GIVEN RECORDS →

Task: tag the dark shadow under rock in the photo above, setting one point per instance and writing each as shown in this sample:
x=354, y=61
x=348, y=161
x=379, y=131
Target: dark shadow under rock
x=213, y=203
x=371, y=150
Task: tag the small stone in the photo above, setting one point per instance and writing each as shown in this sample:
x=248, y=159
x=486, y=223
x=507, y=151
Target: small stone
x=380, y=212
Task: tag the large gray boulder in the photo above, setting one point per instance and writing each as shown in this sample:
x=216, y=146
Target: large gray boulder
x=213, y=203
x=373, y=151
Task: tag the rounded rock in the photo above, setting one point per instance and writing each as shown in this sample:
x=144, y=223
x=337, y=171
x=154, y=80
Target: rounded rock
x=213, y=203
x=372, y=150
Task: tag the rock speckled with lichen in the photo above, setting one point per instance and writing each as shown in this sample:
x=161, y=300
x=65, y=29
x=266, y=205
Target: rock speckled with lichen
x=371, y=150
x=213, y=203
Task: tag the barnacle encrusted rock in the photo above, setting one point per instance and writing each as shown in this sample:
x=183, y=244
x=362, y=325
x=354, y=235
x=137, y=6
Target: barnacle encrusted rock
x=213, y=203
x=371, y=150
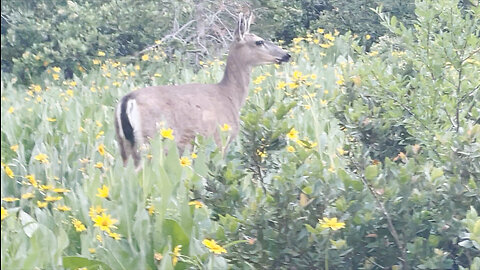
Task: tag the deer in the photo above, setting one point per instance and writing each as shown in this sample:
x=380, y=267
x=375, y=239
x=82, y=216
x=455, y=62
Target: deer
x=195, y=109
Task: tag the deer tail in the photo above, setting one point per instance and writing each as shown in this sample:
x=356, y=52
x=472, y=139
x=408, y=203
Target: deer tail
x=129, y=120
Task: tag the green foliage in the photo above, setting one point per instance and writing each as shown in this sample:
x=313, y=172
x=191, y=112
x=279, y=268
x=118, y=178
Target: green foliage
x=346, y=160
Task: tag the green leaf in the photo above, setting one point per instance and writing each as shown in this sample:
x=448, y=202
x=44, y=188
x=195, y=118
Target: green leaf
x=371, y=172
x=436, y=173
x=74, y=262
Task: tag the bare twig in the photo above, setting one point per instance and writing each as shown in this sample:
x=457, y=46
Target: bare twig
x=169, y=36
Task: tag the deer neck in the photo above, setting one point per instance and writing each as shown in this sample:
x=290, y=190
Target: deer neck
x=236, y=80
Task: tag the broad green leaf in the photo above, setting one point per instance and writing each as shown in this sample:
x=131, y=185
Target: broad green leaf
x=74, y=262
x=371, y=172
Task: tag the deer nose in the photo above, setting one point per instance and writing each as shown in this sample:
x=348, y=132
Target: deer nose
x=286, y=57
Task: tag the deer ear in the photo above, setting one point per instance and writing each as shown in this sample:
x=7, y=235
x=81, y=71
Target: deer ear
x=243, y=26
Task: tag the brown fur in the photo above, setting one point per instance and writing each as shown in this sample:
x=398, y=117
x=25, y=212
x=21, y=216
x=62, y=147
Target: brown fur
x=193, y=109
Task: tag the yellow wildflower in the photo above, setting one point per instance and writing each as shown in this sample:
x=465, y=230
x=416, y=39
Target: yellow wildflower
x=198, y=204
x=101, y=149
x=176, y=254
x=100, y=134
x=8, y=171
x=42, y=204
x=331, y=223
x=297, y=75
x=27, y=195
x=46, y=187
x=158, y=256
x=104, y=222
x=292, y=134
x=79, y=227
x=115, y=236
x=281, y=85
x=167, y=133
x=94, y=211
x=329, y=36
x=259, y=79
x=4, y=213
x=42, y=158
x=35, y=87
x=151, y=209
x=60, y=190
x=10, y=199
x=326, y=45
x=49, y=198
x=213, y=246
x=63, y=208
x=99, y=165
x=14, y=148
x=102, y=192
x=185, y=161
* * *
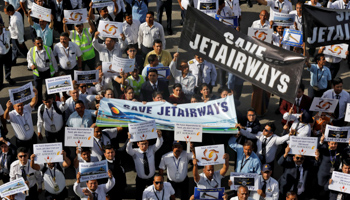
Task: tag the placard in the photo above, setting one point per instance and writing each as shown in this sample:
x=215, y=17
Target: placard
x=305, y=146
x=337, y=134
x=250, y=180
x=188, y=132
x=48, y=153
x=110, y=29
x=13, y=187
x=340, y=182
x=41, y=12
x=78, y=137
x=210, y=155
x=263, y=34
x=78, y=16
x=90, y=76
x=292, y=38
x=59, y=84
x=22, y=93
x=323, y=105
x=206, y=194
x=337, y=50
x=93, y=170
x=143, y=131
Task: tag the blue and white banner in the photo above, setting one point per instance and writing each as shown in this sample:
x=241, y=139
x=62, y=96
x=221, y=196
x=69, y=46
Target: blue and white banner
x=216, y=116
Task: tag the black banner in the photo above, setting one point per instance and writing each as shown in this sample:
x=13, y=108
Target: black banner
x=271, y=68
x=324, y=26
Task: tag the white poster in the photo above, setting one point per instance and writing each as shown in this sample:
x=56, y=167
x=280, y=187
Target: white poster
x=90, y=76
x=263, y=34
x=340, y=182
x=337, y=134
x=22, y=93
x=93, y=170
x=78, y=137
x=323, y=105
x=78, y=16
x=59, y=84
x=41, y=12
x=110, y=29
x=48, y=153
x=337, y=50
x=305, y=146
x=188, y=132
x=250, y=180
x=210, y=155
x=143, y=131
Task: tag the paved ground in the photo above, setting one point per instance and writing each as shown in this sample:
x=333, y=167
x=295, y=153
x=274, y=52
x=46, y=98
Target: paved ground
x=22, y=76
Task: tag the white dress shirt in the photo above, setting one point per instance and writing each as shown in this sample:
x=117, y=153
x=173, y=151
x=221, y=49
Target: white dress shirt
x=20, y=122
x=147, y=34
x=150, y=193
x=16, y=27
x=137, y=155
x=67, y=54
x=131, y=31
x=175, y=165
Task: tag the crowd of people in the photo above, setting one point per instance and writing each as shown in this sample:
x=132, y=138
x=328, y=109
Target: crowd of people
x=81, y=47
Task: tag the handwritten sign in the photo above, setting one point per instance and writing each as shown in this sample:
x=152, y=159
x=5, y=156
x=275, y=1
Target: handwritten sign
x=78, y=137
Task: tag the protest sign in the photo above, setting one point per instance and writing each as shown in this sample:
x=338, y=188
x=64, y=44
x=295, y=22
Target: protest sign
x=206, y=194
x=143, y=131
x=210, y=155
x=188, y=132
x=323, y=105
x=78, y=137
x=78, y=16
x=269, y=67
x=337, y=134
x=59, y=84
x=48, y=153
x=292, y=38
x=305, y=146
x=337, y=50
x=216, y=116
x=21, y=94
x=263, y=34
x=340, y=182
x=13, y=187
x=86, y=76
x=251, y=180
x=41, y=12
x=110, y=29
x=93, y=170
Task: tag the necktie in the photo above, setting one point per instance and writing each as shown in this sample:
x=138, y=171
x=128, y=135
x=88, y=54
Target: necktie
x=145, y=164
---
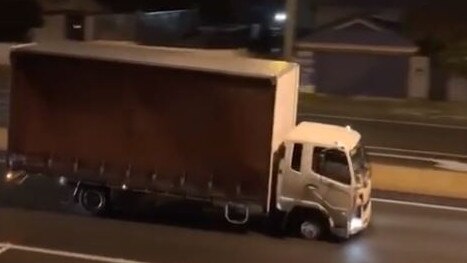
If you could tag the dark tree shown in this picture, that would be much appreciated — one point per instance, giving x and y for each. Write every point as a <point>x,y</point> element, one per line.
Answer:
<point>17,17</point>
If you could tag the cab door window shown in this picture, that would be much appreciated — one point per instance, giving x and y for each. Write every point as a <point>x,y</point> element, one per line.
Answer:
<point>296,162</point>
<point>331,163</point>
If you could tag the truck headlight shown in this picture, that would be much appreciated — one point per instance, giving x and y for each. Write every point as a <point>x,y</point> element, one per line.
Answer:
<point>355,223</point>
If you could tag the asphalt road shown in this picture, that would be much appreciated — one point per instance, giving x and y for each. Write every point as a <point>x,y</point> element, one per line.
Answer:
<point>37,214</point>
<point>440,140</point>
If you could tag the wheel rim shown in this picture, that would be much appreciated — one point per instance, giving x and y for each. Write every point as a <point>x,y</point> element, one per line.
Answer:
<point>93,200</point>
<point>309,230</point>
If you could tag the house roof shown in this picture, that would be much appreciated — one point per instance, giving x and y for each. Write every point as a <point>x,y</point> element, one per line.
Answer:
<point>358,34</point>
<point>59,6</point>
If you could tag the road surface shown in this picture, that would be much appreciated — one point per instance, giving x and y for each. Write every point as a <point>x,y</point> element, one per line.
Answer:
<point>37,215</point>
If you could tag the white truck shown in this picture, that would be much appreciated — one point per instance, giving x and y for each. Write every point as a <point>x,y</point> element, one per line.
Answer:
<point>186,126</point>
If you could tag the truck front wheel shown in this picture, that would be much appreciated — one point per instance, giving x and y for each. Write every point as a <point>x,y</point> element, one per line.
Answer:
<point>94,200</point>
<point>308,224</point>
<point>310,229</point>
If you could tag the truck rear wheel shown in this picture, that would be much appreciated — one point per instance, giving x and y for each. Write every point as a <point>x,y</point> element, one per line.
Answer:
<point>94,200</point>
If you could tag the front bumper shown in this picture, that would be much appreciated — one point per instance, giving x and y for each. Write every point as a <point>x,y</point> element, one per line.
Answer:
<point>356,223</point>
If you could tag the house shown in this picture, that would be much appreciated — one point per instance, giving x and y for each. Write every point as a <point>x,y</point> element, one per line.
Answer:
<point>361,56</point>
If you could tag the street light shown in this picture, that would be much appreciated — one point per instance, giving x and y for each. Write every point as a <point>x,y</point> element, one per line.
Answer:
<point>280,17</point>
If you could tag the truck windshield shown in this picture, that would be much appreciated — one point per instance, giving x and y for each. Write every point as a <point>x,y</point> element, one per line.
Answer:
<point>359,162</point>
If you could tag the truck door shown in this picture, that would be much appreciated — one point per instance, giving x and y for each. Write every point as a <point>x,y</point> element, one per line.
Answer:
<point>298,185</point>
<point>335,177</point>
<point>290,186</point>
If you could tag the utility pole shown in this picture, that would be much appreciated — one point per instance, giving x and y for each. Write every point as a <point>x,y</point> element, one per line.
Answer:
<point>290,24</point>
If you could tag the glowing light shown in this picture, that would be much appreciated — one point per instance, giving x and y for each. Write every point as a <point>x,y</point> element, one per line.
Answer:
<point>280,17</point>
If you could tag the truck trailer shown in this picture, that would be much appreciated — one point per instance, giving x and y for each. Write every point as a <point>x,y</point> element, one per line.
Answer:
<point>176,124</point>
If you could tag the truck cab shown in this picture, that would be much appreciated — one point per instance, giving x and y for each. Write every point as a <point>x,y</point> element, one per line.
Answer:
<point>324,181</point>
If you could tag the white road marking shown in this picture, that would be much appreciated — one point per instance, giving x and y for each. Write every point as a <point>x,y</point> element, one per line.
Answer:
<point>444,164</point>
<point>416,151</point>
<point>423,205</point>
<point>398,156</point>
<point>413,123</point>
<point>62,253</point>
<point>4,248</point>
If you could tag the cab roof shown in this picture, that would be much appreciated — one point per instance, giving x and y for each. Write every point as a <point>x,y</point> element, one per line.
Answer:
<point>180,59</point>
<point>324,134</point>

GOAL OF THE EXERCISE →
Would you print exactly and only the lines of the material above that run from the line with "x=348, y=161" through the line with "x=216, y=146", both included?

TASK RESULT →
x=348, y=161
x=379, y=131
Target: dark shadow under rock
x=213, y=203
x=371, y=150
Task: tag the small stone in the photo above, setting one point per instance and writing each as shown in this sample:
x=248, y=159
x=486, y=223
x=507, y=151
Target: small stone
x=380, y=212
Task: tag the large gray boulder in the photo above, setting one point per instance and writing each as shown in this sample:
x=216, y=146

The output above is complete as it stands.